─── Data excerpts
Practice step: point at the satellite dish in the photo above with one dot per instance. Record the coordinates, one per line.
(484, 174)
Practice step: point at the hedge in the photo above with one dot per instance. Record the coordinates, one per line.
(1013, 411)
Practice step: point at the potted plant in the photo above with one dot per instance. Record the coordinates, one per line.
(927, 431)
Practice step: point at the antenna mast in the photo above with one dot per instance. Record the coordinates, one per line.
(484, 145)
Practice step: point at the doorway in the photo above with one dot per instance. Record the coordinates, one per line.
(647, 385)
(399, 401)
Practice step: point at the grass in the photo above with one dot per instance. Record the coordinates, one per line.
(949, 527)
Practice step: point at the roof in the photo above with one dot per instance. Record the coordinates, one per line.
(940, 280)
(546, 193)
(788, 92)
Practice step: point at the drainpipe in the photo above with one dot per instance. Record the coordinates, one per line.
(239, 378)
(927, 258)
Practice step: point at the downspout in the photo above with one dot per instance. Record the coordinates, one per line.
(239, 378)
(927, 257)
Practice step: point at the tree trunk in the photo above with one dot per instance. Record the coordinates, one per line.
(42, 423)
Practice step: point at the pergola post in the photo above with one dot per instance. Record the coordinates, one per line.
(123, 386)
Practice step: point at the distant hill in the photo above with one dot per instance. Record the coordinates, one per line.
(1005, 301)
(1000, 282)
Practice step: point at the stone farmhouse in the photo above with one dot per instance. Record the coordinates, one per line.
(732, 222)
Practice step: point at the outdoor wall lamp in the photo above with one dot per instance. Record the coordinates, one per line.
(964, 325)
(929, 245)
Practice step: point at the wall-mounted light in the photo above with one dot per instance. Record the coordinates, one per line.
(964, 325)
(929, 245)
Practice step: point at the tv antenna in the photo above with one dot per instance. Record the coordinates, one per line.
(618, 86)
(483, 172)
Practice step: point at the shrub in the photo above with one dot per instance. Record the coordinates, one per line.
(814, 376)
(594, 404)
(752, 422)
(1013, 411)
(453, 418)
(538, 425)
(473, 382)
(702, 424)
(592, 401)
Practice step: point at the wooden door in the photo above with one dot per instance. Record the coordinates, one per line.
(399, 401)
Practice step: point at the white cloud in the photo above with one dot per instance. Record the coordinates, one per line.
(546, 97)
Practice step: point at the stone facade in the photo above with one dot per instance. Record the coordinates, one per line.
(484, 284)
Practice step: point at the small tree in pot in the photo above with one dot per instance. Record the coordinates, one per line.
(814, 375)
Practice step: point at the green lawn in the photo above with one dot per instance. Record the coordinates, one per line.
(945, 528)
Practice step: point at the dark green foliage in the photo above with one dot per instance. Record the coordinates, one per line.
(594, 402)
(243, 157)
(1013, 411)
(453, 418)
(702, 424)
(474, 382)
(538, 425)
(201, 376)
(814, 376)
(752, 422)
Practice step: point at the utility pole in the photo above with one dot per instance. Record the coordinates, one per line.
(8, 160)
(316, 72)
──────
> [What to produce]:
All lines above are to be transcribed exactly.

> [Response]:
Practice step: point at the satellite dish in the photo above with one dot per instance. Record the coordinates, one per line.
(484, 174)
Practice step: point at the hedge in the photo above with one dot per instance. Record the coordinates, one per line.
(1013, 411)
Practice step: point at the potted plant in the photo above with one dot per instance. Record the coordinates, one per line.
(927, 431)
Practice step: point at the antenna mast in the photo above with one dot per instance. Record the coordinates, one per line.
(484, 145)
Practice step: point at the doorway in the photo above with one dot per instance. Record the coordinates, one per line.
(647, 385)
(399, 401)
Practice step: point at the grass in the photo above with one dot per instance. Record the coordinates, one per line.
(949, 527)
Practice step: point at the roof in the photo above with one dot per instance. Record the coordinates, one per line.
(940, 280)
(546, 193)
(788, 92)
Practice step: point at the drainpipe in the photo above with one dot per instance. Record the coordinates, one per line.
(239, 378)
(927, 258)
Practice step: point at the downspout in the photo above with one dot per instance. Record the coordinates, one per line.
(239, 378)
(927, 257)
Practice step: point at the tree trunk in the photo above with one dot per instance. Record the coordinates, one per line.
(42, 423)
Practice step: point at the pergola post in the photo above with one dot per instance. Record the coordinates, one per line.
(123, 386)
Practice step: point at the distant hill in the photo above with one dot per instance. Record the coordinates, one per line.
(1005, 301)
(1000, 282)
Practice step: point at the stone farmhouse in the photo above with one dot per instance. Record the coordinates, one per line.
(732, 222)
Practice step: point at the outdoor wall lamp in the photo above with one dot per instance. Record the coordinates, one per line.
(964, 325)
(929, 245)
Practice step: point at the wall-mounted light in the photo above with one dot per instance. Record the coordinates, one per line.
(964, 325)
(929, 245)
Practice step: point at the tv antenna in the photo above with one dot per instance. Record the coordinates, one per line.
(618, 86)
(483, 172)
Practice step: point at the shrub in the photo above with one dot per instance. Record the coordinates, one per line.
(814, 376)
(594, 404)
(752, 422)
(1013, 411)
(453, 418)
(538, 425)
(473, 382)
(702, 424)
(592, 401)
Practice step: point at the wooden door in the photo above with one dot per instance. Record the coordinates, one per line.
(399, 401)
Practice step: point at the white cloud in the photo above with one dot per instance. Record the coordinates, one per line.
(546, 97)
Practice step: point at the stone facade in the photo above with one dot per instance. Record the coordinates, one per line.
(484, 284)
Practice step: point at the small tree in pot in the photo above with one dot per instance. Record the coordinates, one per line.
(814, 375)
Practice step: point at the green lawn in the photo above with one dot per instance. Record the coordinates, one per line.
(945, 528)
Practice step: point at the dark green foliage in the photo above with one dot per instance. Record the coordinates, one per line.
(594, 402)
(243, 157)
(1013, 411)
(453, 418)
(702, 424)
(474, 382)
(538, 425)
(201, 376)
(814, 376)
(752, 422)
Practice step: point at the utility pole in the photo above with one dot per instance. Record the coordinates, one per line.
(8, 160)
(316, 72)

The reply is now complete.